Task directions: Reproduce exactly the lines below, starting with the line that contains "Pressing-analysis tagging request: spot the minivan side" and ending with the last line of the records, both included, and nothing else.

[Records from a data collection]
· · · · ·

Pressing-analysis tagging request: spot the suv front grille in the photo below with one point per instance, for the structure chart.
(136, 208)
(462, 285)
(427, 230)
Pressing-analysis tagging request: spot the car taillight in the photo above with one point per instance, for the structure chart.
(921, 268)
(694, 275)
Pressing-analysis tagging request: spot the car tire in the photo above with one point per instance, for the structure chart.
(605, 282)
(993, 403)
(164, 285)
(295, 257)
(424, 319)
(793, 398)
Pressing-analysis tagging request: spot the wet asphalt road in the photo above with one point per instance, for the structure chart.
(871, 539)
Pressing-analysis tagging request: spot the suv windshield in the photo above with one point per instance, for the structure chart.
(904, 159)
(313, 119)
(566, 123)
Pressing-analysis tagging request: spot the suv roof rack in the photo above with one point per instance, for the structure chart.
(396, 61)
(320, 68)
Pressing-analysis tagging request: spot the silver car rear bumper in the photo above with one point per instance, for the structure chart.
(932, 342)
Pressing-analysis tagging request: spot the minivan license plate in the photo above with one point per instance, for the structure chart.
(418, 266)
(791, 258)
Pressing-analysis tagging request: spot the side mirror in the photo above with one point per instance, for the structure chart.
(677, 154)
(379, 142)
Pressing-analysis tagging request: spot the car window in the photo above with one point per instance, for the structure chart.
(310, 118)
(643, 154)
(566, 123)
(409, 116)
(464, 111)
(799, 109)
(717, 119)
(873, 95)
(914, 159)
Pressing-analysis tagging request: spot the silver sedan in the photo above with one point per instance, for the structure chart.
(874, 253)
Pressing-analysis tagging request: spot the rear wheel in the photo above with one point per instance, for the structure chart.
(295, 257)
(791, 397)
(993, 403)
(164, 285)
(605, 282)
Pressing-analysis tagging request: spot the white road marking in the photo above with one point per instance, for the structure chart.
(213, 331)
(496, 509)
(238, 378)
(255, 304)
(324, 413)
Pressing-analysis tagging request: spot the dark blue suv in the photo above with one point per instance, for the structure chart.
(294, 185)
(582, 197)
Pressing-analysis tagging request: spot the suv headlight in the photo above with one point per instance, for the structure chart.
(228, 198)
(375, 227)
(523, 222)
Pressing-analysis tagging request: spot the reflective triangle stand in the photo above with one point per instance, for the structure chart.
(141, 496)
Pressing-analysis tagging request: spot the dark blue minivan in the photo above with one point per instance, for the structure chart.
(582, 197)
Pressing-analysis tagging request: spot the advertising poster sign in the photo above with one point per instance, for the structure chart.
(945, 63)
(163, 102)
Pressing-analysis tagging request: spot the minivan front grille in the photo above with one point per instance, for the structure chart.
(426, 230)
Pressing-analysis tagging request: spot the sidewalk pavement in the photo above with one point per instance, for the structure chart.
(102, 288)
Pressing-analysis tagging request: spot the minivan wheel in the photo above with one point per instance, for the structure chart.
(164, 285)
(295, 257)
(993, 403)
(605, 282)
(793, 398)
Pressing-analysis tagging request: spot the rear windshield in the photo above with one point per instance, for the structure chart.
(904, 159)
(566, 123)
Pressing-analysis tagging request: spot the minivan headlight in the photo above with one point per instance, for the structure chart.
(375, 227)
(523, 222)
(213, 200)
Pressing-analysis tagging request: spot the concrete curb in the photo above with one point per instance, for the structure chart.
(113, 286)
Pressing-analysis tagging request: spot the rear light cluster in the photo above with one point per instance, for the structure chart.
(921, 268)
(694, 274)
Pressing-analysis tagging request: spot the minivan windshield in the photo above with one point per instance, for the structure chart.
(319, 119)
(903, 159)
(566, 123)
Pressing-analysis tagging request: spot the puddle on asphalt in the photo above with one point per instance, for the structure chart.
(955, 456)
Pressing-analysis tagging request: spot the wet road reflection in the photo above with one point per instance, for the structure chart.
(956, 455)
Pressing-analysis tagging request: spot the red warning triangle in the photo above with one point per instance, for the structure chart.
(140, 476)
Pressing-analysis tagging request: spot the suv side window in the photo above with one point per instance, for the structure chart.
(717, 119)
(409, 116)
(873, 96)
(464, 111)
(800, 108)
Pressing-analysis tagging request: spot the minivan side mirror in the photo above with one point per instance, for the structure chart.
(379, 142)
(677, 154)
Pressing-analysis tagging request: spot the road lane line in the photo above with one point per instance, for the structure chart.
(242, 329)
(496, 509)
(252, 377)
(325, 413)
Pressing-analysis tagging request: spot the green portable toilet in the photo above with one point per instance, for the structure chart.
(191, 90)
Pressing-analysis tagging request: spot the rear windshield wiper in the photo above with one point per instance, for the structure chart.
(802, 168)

· · · · ·

Answer for the task:
Pressing-analysis tagging request: spot the minivan side mirror in the photo above with one point per instance, for the structure chart.
(379, 142)
(677, 154)
Pressing-analysis tagging request: spot the road lane line in the photo above with one point per instance, for the structure chart.
(242, 329)
(496, 509)
(252, 377)
(325, 413)
Pressing-analysis tagging request: spot the green portable toilet in the photo above with one point per instance, for the structure chart.
(191, 90)
Pressing-analysis tagging request: spot the rear windshield wiper in the photo above with one point per instance, for the structure chart.
(802, 168)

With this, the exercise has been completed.